- _Учебный текст_
====

Как перистые облака,
простёрлась надо мной строка...
***
Напоминание о тебе -
твоя интонация,
льдинкой канувшая в стакан.
Слов не помню.
***
Порез.
Вы помните - на теле приоткрылся
глаз.
И смутно видел
Скопленье звёзд.
1977
Лишь теперь в полной мере осознаю, сколько «твоего» в этих стихах. Они нравились тебе, но места для них на твоих листах, разумеется, не было; я принял это со смирением – требовать выхода на твою «сцену» было бы бестактностью болвана. Четверть века спустя я подытожил пережитое по этому поводу:
ПАМЯТИ Ю.С.
…с этим выживет лишь тот,
в ком тут же всходит собственное солнце.
«Стихи для пустот в рисунке»,1977
Мой друг был график от Бога.
Как знал он, водя пером,
где мало надо, где много? –
Должно быть, сам Аполлон
подсказывал. Вечно пялясь
на лес, ледоход, закат,
он вдруг вытягивал палец:
«Гляди, интересно как!»
С бутылкой в джинсовой сумке,
бывало, бродим полдня…
Стихи для пустот в рисунке
росли в ответ у меня.
Я жил то в неге, то в сплине
и думал - способ найду
волнение точных линий
задать в словесном ряду.
Но графики навороты
не стали садом стихов.
Мой друг предпочел пустоты
и символы вместо слов.
2004
Кстати, о символах. Звезда Давида на приводимых здесь иллюстрациях воспринималась Юрой как «мандала» (одна из множества возможных), а не как иудейский символ. Не надо иллюзий на этот счет: исповедовался безграничный интернационализм. С другой стороны, фамилия Соболев не должна вводить в заблуждение: прадед был из кантонистов.
Согласие, несогласие
Наши разговоры (под выпивку и «всухую») временами ускользали от понимания присутствующего третьего-четвертого лица, и совсем не потому, что мы обменивались «шифровками». То и дело я видел, что мне посчастливилось нагнать твою мысль и предложить ее развитие, ее следующую «станцию назначения» - еще до того, как ты облек это в слова; ты радовался совпадению предлагаемого с предполагаемым. Я угадывал твои ассоциации, ты – мои. Понятно, что такой диалог (с перескакиванием через само собой разумеющиеся звенья) мог казаться со стороны «птичьим». Будучи деликатен к присутствующим (особенно к женщинам - им, поди, казалось, что мы два павлина, распускающих хвост, - в чем была доля правды), ты иногда принимался объяснять слушателям, о чем, собственно, речь. Но Бог свидетель – лучше всего хвосты распускались в беседах с глазу на глаз. И, конечно, с учетом моей профессии, живее всего шли разговоры, касающиеся психологии и психотерапии. Мы увлекались то Эсаленским семинаром, то Эриком Берне, то Карлом Роджерсом, то Эрихом Фроммом, то Вернером Эрхардом, то психоделикой, то суфизмом, то индийскими гуру – всего не перечислить. Контексты восприятия всего этого мощного духовного потока были у нас разными. Ты оказался замечательным психотерапевтом-любителем (вплоть до группового гипноза «для своих»), но порой раздражал меня отсутствием клинического реализма - впрочем, откуда тебе было его взять? Ты же не вкалывал, как я, по диспансерам и психушкам. Но дело не только в этом.

====

- _Извлечённые материалы_
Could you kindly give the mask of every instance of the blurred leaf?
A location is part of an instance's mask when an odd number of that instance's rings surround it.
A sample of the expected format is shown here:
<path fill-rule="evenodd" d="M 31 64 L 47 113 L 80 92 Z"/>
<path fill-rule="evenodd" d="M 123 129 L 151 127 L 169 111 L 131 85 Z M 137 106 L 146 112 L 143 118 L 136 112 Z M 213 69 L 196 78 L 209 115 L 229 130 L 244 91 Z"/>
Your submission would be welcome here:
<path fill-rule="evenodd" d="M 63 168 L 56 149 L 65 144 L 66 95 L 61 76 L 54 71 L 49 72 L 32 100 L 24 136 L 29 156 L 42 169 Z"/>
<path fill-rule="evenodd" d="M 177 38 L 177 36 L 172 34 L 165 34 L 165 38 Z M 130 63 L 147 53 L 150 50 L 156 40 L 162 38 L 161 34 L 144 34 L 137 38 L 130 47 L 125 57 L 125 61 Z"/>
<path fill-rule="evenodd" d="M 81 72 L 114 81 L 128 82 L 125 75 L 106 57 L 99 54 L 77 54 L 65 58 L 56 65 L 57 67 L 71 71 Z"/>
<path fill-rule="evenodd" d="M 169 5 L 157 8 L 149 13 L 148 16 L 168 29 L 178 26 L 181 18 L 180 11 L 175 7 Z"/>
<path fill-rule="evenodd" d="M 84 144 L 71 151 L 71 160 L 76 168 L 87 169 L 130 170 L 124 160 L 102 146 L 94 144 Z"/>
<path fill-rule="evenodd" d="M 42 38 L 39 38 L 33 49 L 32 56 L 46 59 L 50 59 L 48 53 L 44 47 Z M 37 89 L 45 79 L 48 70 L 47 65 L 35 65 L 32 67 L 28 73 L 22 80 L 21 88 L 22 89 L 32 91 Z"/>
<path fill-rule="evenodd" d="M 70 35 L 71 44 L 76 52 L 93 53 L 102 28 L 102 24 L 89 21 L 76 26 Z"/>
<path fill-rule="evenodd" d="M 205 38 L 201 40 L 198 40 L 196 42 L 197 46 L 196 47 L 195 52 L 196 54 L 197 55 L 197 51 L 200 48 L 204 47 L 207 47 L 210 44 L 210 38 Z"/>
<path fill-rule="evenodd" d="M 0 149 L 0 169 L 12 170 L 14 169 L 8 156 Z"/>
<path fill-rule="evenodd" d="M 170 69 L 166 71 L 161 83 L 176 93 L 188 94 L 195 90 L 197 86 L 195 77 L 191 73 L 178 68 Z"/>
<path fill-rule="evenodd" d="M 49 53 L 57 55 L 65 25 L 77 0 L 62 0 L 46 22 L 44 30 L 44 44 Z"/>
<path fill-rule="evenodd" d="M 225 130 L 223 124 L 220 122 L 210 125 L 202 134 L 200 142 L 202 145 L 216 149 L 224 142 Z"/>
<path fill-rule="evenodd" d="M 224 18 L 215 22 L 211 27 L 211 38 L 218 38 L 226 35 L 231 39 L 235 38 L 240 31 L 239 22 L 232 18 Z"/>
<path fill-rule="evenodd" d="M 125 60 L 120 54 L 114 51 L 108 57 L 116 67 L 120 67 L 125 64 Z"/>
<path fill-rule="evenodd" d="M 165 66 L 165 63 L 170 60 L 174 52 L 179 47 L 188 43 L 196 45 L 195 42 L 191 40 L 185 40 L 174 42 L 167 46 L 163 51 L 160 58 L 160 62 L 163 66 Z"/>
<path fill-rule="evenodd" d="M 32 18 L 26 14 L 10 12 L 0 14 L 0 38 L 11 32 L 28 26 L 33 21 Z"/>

====

- _Задание A_
Ответьте на вопросы по учебному тексту:
(i) Кем был друг, по первой строке стихотворения «ПАМЯТИ Ю.С.»?
(ii) Как Юра воспринимал звезду Давида на иллюстрациях?
(iii) Из кого был прадед, по словам учебного текста?
- _Задание B_
Продолжите учебный текст после фразы «Но дело не только в этом.»

- _Ответ A_
(i) Графиком от Бога.
(ii) Как «мандалу» (одну из множества возможных), а не как иудейский символ.
(iii) Из кантонистов.

- _Ответ B_
Похоже, ты был глубоко убежден в том, что искривления психики, влияющие на личные судьбы и судьбы государств, поддаются духовному выправлению. Иначе говоря, при всем твоем нон-конформизме ты исходил из того, что в душе существует «правильное» и «неправильное»; я шутливо укорял тебя в приверженности формуле «Крисчен сайенс»: нет болезней, есть грехи. Это было той еще шуткой: ведь в отличие от клерикалов (они тебя бесили), ты всерьез принимал положение: «Занимайтесь любовью, а не войной». Ты его дополнил бы: «Занимайтесь творчеством, а не войной». Песня ”Imagine” Джона Леннона воспринималась тобой как содержательная программа общественных преобразований… Известные опыты групповой психотерапии, устраиваемой для враждующих групп (например, группа для католиков и протестантов в Ирландии) чрезвычайно воодушевляли тебя: терапия сближала противников и вырабатывала в них благородную терпимость к оппоненту, способность к компромиссу. В какие-то моменты я был готов приписать тебе идею «психотерапевтической революции», остро необходимой миру… Была бы, дескать, армия первоклассных психотерапевтов - и покончили бы мы с ненавистью, убийствами, несправедливостью… Ты раздражался: я понимаю тебя слишком упрощенно. Ну да. Я ж «заострял». Но все-таки был уверен, что ты бессознательно исповедуешь некую «религию добра». Твоя непримиримость к национальной спеси заходила так далеко, что, выйдя с просмотра шукшинского фильма «Печки-лавочки», ты процедил сквозь зубы: «Фашист». Между тем, на русский этнографический ансамбль Дмитрия Покровского ты нарадоваться не мог, ходил к ребятам на репетиции, принимал их у себя дома. (Они повсюду были готовы петь и плясать – как птицы всегда готовы вспорхнуть). К национально самобытному, будь то индийские раги или азербайджанские мугамы, ты относился трепетно, но до той границы, с которой сия самобытность может быть использована для нужд идеологии. Ты многое мне прощал, не простил лишь отъезда из Союза (тогда еще) в Израиль. Ты считал неприемлемым такой способ отстаивания национального достоинства. Свали я в Штаты – еще полбеды, но «национальные мотивы» решений и поступков вызывали у тебя гнев. Тебе пришлась по душе строка из ошеломительно талантливой (покончившей с собой в депрессии) молодой поэтессы Ольги Лейбман: «Моя родина – Реквием Моцарта».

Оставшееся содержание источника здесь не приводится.